#### Data shown

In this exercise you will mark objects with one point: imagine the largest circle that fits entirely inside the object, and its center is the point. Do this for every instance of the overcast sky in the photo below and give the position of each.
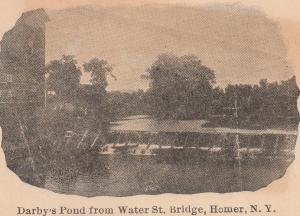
(130, 61)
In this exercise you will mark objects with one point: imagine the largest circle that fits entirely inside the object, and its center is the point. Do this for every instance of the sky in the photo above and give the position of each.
(283, 12)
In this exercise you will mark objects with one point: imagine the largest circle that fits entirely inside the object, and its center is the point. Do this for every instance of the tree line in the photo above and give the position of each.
(181, 87)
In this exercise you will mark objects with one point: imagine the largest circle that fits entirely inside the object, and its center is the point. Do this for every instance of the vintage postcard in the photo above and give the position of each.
(149, 107)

########

Set down, please, the lines from the line holding "of the vintage" through the final line of the data, exactly and with nothing added.

## Task answer
In this exercise you will mark objects with one point: imagine the largest circle that fits entirely inside the object, and its center is the point. Do this for every instance of the vintage postcard in the photo above and give the position of each.
(149, 107)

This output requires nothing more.